Task directions: List every line in the lines below that contains the word "textured".

___ Dataset excerpts

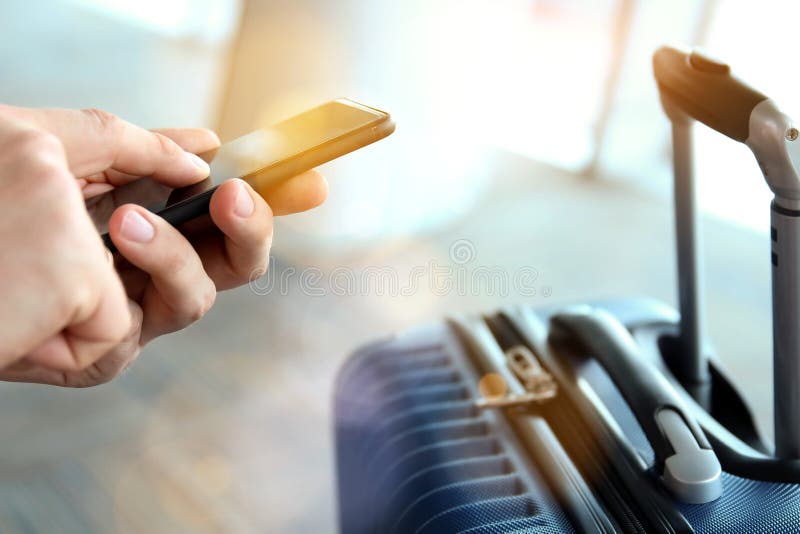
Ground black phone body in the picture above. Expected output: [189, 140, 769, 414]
[103, 98, 395, 250]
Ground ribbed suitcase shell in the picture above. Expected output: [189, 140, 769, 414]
[335, 306, 800, 534]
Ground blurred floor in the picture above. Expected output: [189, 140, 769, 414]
[0, 0, 771, 533]
[0, 150, 770, 532]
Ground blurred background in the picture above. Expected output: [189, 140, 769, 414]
[0, 0, 800, 532]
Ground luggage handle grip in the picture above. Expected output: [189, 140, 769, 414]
[550, 307, 722, 503]
[653, 46, 767, 143]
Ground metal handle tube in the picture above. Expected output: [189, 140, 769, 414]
[672, 120, 709, 390]
[771, 202, 800, 458]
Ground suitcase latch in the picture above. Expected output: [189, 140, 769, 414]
[475, 345, 558, 409]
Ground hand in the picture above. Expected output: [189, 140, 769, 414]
[0, 108, 327, 387]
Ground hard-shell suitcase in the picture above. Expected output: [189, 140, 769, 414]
[335, 48, 800, 533]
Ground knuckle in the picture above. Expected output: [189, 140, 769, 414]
[189, 283, 217, 322]
[182, 283, 217, 324]
[160, 252, 190, 277]
[153, 132, 180, 159]
[81, 108, 120, 133]
[7, 129, 64, 161]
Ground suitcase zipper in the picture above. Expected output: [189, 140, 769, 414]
[456, 316, 692, 532]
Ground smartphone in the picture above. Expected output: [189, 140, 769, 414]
[98, 98, 395, 252]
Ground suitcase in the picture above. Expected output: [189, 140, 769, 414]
[335, 47, 800, 533]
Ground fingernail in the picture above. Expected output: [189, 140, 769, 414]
[233, 184, 255, 218]
[120, 211, 155, 243]
[184, 152, 211, 175]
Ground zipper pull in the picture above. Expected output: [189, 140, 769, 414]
[475, 345, 558, 410]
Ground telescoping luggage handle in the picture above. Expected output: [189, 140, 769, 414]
[550, 306, 722, 503]
[653, 47, 800, 459]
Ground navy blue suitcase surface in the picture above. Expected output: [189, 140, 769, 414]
[335, 300, 800, 533]
[335, 47, 800, 534]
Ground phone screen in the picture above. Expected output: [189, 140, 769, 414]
[87, 99, 389, 233]
[202, 100, 387, 185]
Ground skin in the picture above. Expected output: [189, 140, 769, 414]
[0, 105, 327, 387]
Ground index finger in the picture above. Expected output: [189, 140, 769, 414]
[5, 107, 209, 187]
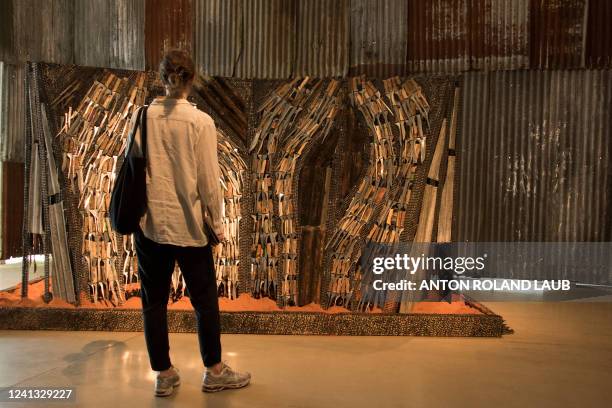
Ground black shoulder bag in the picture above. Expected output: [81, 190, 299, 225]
[109, 105, 147, 235]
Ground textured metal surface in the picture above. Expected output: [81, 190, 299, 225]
[194, 0, 296, 78]
[453, 71, 612, 245]
[0, 62, 25, 163]
[294, 0, 350, 77]
[585, 0, 612, 68]
[349, 0, 408, 77]
[529, 0, 588, 69]
[0, 162, 24, 259]
[74, 0, 144, 70]
[8, 0, 74, 64]
[0, 0, 612, 72]
[194, 0, 243, 77]
[236, 0, 296, 78]
[144, 0, 194, 70]
[0, 304, 506, 337]
[407, 0, 529, 72]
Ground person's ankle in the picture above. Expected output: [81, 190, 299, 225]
[158, 366, 176, 377]
[207, 361, 223, 375]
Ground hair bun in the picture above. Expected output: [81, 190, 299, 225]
[159, 50, 195, 88]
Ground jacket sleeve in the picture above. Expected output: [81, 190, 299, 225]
[195, 121, 223, 234]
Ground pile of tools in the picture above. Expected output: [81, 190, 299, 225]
[274, 79, 340, 305]
[21, 63, 78, 304]
[249, 78, 310, 298]
[250, 77, 340, 305]
[58, 72, 147, 306]
[213, 135, 247, 299]
[327, 77, 430, 310]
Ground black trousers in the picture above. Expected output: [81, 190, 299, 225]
[134, 230, 221, 371]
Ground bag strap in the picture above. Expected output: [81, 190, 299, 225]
[140, 105, 149, 162]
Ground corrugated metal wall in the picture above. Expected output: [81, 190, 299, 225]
[585, 0, 612, 68]
[0, 62, 25, 163]
[453, 71, 612, 242]
[0, 162, 24, 259]
[194, 0, 243, 77]
[144, 0, 194, 70]
[294, 0, 351, 77]
[74, 0, 145, 70]
[529, 0, 588, 68]
[0, 0, 612, 73]
[350, 0, 408, 76]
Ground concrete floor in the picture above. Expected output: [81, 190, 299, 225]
[0, 302, 612, 408]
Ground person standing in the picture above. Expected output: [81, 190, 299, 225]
[128, 50, 251, 396]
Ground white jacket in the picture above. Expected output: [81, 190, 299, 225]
[127, 98, 223, 246]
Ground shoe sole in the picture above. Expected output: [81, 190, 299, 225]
[155, 380, 181, 397]
[202, 378, 251, 392]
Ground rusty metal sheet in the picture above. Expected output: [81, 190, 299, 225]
[294, 0, 350, 77]
[236, 0, 297, 79]
[74, 0, 144, 70]
[0, 62, 25, 163]
[349, 0, 409, 77]
[408, 0, 529, 72]
[585, 0, 612, 68]
[407, 0, 470, 72]
[0, 0, 74, 64]
[453, 70, 612, 247]
[0, 162, 24, 259]
[108, 0, 145, 71]
[194, 0, 243, 77]
[469, 0, 529, 70]
[529, 0, 587, 69]
[0, 0, 15, 62]
[144, 0, 191, 70]
[74, 0, 111, 67]
[194, 0, 296, 78]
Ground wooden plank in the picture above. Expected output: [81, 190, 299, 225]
[436, 87, 459, 242]
[0, 162, 24, 259]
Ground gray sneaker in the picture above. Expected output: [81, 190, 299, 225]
[202, 362, 251, 392]
[155, 367, 181, 397]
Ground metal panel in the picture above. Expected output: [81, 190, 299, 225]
[0, 0, 15, 62]
[529, 0, 587, 69]
[469, 0, 529, 70]
[453, 71, 612, 247]
[145, 0, 191, 70]
[408, 0, 470, 72]
[38, 0, 74, 64]
[194, 0, 243, 77]
[74, 0, 111, 67]
[585, 0, 612, 68]
[74, 0, 144, 69]
[0, 62, 25, 163]
[236, 0, 297, 79]
[350, 0, 408, 76]
[0, 162, 24, 259]
[0, 0, 74, 64]
[195, 0, 296, 78]
[295, 0, 350, 77]
[110, 0, 145, 71]
[408, 0, 529, 72]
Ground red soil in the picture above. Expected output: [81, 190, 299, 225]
[0, 280, 480, 314]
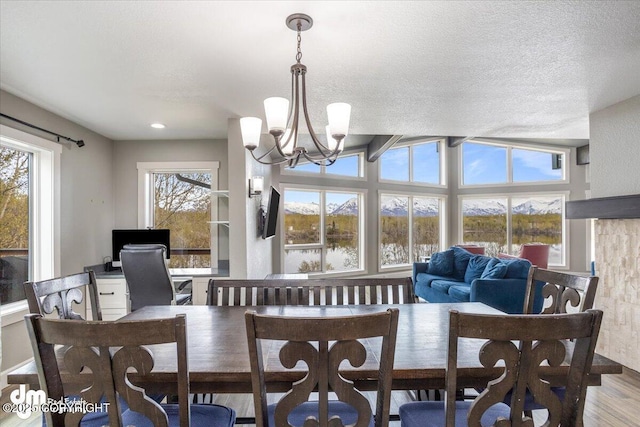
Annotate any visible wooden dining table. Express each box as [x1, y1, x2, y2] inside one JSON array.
[[8, 303, 622, 393]]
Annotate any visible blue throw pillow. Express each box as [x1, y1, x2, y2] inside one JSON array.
[[480, 258, 507, 279], [449, 246, 473, 280], [464, 255, 491, 283], [428, 249, 453, 277], [500, 258, 531, 279]]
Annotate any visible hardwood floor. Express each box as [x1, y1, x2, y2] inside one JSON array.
[[0, 368, 640, 427]]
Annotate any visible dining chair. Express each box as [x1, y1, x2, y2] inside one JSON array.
[[120, 244, 191, 311], [400, 310, 602, 427], [516, 267, 598, 417], [245, 308, 398, 427], [25, 314, 235, 427], [207, 277, 417, 306], [24, 271, 102, 320], [522, 267, 598, 314]]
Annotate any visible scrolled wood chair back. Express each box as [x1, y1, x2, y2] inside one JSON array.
[[245, 308, 398, 427], [445, 310, 602, 427], [24, 271, 102, 320], [523, 267, 598, 314], [25, 314, 190, 427]]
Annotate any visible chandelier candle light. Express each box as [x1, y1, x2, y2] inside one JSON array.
[[240, 13, 351, 168]]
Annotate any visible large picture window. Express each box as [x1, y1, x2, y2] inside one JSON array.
[[461, 194, 566, 266], [283, 189, 364, 274], [379, 194, 442, 268], [0, 126, 61, 306], [462, 142, 568, 186], [380, 140, 444, 185], [138, 162, 220, 268]]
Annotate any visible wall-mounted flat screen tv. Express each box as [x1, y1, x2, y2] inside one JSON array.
[[111, 228, 171, 267], [262, 186, 280, 239]]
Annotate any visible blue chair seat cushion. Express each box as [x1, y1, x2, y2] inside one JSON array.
[[449, 283, 471, 302], [431, 279, 463, 294], [122, 404, 236, 427], [464, 255, 491, 283], [428, 249, 453, 276], [400, 401, 510, 427], [267, 400, 374, 427]]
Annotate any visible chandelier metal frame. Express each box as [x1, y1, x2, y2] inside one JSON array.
[[240, 13, 351, 168]]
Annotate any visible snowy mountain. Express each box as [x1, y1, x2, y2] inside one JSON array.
[[327, 197, 358, 215], [284, 202, 320, 215], [462, 199, 507, 216], [513, 199, 562, 215], [284, 197, 562, 217]]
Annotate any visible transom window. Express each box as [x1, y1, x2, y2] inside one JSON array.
[[379, 194, 444, 268], [284, 153, 364, 178], [461, 142, 568, 186], [460, 194, 566, 266], [380, 140, 444, 185], [283, 188, 364, 274]]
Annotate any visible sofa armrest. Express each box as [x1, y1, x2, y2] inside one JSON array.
[[470, 279, 528, 314], [411, 262, 429, 287]]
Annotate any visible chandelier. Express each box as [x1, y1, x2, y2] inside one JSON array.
[[240, 13, 351, 168]]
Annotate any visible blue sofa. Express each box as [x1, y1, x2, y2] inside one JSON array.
[[413, 246, 544, 314]]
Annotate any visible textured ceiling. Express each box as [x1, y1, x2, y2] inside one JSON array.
[[0, 0, 640, 140]]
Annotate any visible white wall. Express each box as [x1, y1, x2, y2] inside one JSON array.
[[228, 119, 275, 279], [0, 91, 114, 379], [589, 95, 640, 370], [589, 95, 640, 197]]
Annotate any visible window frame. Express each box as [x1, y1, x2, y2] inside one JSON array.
[[377, 138, 447, 188], [457, 191, 571, 270], [0, 125, 62, 318], [377, 189, 448, 272], [136, 161, 220, 268], [278, 183, 367, 277], [280, 150, 367, 181], [458, 139, 571, 189]]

______

Expected output:
Ground textured metal surface in the picture above. Expected output: [81, 190, 299, 225]
Annotate any visible textured ceiling. Express each box as [x1, y1, x2, y2] inside one JSON array.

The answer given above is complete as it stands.